===== Given data
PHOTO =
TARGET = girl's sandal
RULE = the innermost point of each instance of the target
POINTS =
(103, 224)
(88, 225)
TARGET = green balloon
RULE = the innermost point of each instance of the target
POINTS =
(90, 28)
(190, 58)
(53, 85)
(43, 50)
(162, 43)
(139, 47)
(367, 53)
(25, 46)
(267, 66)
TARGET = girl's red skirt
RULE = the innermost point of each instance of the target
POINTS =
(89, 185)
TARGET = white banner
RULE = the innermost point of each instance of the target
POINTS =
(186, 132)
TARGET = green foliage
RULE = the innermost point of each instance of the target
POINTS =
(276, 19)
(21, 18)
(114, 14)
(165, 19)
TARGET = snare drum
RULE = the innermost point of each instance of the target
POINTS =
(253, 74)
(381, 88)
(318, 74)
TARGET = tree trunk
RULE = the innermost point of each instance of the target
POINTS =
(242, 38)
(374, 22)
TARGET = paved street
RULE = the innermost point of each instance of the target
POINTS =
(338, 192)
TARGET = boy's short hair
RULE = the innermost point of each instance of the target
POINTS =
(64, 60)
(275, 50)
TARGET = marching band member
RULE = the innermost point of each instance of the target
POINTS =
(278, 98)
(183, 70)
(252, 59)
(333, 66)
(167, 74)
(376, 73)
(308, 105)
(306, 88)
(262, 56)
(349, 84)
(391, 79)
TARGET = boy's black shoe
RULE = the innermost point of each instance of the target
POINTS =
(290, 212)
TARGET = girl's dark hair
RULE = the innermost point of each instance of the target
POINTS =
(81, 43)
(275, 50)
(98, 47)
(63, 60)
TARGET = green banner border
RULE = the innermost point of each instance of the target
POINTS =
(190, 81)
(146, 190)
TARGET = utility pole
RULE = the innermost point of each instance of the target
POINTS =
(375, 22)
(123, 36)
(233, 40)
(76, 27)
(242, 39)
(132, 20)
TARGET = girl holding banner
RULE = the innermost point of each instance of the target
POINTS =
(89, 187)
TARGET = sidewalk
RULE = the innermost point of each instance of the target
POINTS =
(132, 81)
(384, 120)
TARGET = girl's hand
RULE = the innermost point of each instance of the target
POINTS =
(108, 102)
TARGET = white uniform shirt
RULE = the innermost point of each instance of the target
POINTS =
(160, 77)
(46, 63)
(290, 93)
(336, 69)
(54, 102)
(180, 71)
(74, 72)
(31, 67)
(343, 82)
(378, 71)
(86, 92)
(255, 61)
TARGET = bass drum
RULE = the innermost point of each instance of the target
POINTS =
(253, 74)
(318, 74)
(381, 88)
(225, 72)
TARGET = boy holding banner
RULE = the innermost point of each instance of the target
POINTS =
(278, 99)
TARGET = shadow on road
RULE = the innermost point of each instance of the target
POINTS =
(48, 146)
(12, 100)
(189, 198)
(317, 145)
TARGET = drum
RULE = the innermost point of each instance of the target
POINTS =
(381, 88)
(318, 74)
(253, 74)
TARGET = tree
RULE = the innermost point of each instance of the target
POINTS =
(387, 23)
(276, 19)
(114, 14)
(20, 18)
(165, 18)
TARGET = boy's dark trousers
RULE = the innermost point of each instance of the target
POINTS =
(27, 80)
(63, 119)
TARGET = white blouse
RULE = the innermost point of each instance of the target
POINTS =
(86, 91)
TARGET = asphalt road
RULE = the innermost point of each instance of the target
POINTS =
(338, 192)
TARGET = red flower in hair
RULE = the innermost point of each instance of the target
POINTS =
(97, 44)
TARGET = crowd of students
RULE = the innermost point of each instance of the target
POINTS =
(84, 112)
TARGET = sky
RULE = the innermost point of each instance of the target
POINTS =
==========
_Short exercise_
Repeat only the stretch of lines that begins at the line containing "TARGET = green banner border" and ends at the last line above, both included.

_Final answer_
TARGET = green banner border
RULE = the innermost point of each instance of the target
POINTS =
(190, 81)
(146, 190)
TARGET = utility pole
RULE = the innermost point of each instance of the target
POINTS =
(375, 22)
(123, 36)
(233, 40)
(76, 27)
(242, 39)
(132, 20)
TARGET = girl holding banner
RULE = the innermost point of each instance of the target
POINTS =
(89, 187)
TARGET = sidewalk
RULE = the innermost point of each instance of the target
POINTS =
(132, 81)
(384, 120)
TARGET = girl's hand
RULE = the innermost point of each instance of the target
POINTS =
(108, 102)
TARGET = white uniform shirt
RULE = the innermost point of each instance of the target
POINTS =
(160, 77)
(46, 63)
(290, 93)
(336, 69)
(54, 102)
(180, 71)
(74, 72)
(31, 67)
(343, 82)
(378, 71)
(86, 92)
(255, 61)
TARGET = bass drum
RULE = the innermost point of each instance of the target
POINTS =
(253, 74)
(318, 74)
(381, 88)
(225, 72)
TARGET = boy holding banner
RULE = the innermost point of each instance of the target
POINTS =
(278, 99)
TARGET = shadow on road
RULE = the innermost point of each instance of the target
POINTS =
(48, 146)
(12, 100)
(189, 198)
(317, 145)
TARGET = drum
RULE = the innermost point of each instance of the target
POINTS =
(381, 88)
(318, 74)
(253, 74)
TARGET = tree
RULE = the innermost point of each instance of the target
POINTS =
(387, 23)
(276, 19)
(114, 14)
(20, 18)
(165, 18)
TARGET = boy's dark trousers
RULE = the innermost point of each instance of the target
POINTS =
(27, 80)
(63, 119)
TARGET = white blouse
RULE = the innermost point of each instance of the target
POINTS =
(86, 91)
TARGET = asphalt road
RULE = the innermost point of each instance of the target
POINTS =
(338, 192)
TARGET = red flower in hair
RULE = the innermost point of each instance of the target
POINTS =
(97, 44)
TARGET = crowd of students
RULE = the innermost point of each instance of the target
POINTS =
(84, 112)
TARGET = sky
RULE = the innermost point of each instance of the target
POINTS =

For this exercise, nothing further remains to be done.